*WHAT YOU HAVE TO DO*
Copy out the records below again, switching "sandy ground" to "bare earth" everywhere it appears and leaving everything else the same.

---------- DATA SHOWN

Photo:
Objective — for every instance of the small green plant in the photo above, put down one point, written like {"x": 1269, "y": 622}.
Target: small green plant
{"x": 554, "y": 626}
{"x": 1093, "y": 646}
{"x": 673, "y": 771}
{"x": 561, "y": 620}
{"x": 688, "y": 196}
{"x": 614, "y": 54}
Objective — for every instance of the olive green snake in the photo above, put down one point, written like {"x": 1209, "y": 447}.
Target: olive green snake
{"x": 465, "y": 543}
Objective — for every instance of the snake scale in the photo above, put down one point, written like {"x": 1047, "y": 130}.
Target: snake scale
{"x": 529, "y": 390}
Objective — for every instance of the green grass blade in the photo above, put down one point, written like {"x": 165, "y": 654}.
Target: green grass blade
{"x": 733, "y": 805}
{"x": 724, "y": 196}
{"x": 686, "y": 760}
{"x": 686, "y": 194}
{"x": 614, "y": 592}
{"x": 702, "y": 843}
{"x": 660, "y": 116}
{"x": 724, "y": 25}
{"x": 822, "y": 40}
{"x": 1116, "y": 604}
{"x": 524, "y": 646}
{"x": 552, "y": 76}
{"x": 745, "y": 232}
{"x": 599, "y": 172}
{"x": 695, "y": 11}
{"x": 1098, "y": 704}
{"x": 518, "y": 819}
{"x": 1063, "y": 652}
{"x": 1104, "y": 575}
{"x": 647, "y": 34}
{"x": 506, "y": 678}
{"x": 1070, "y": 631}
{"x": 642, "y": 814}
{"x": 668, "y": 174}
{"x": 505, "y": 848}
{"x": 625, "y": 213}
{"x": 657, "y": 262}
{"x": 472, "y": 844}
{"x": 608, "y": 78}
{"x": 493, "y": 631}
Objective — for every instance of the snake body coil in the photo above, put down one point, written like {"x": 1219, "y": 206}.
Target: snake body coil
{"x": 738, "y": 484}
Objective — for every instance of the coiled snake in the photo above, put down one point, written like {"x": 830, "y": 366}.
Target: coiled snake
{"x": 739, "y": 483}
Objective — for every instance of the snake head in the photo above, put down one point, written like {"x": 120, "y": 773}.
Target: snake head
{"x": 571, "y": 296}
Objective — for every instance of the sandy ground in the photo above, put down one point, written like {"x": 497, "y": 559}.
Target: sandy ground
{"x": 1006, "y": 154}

--------------------

*RESPONSE*
Photo:
Objective — for every instance of the small green plant in the photo above, put down one point, written like {"x": 1269, "y": 622}.
Target: small green plant
{"x": 554, "y": 626}
{"x": 1093, "y": 646}
{"x": 673, "y": 771}
{"x": 561, "y": 620}
{"x": 688, "y": 196}
{"x": 614, "y": 54}
Objective — for every instance of the olive green snake in the photo above, put down one point, written like {"x": 1209, "y": 447}.
Target: olive green snake
{"x": 465, "y": 543}
Objective — for every instance of the snake scale in the photo above, put down one point, written like {"x": 1047, "y": 130}.
Target: snake scale
{"x": 529, "y": 390}
Objective — for every instance of the green grass blade in the photo above, put down one point, written like {"x": 165, "y": 654}.
Target: green grass blade
{"x": 733, "y": 805}
{"x": 724, "y": 196}
{"x": 686, "y": 760}
{"x": 686, "y": 194}
{"x": 614, "y": 592}
{"x": 702, "y": 843}
{"x": 660, "y": 116}
{"x": 724, "y": 25}
{"x": 822, "y": 40}
{"x": 1116, "y": 604}
{"x": 524, "y": 646}
{"x": 552, "y": 76}
{"x": 745, "y": 232}
{"x": 599, "y": 172}
{"x": 695, "y": 11}
{"x": 1098, "y": 704}
{"x": 518, "y": 819}
{"x": 1063, "y": 652}
{"x": 1104, "y": 575}
{"x": 647, "y": 34}
{"x": 506, "y": 678}
{"x": 1070, "y": 631}
{"x": 642, "y": 814}
{"x": 668, "y": 174}
{"x": 505, "y": 848}
{"x": 625, "y": 213}
{"x": 657, "y": 262}
{"x": 472, "y": 844}
{"x": 608, "y": 78}
{"x": 493, "y": 631}
Objective — for every instance of the snake body coil in the photo above, put down one point, written like {"x": 1219, "y": 206}.
Target: snake body coil
{"x": 738, "y": 484}
Objective — for every instance of the coiled snake in the photo above, put down one point, written like {"x": 830, "y": 366}.
Target: coiled snake
{"x": 739, "y": 483}
Objective — for every instance of the snake head in the photo above, put down one point, written like {"x": 120, "y": 773}.
Target: snake head
{"x": 571, "y": 296}
Objective — for every instance of the bare earth in the photo above, put down one point, written like {"x": 497, "y": 559}.
Target: bare earth
{"x": 1006, "y": 154}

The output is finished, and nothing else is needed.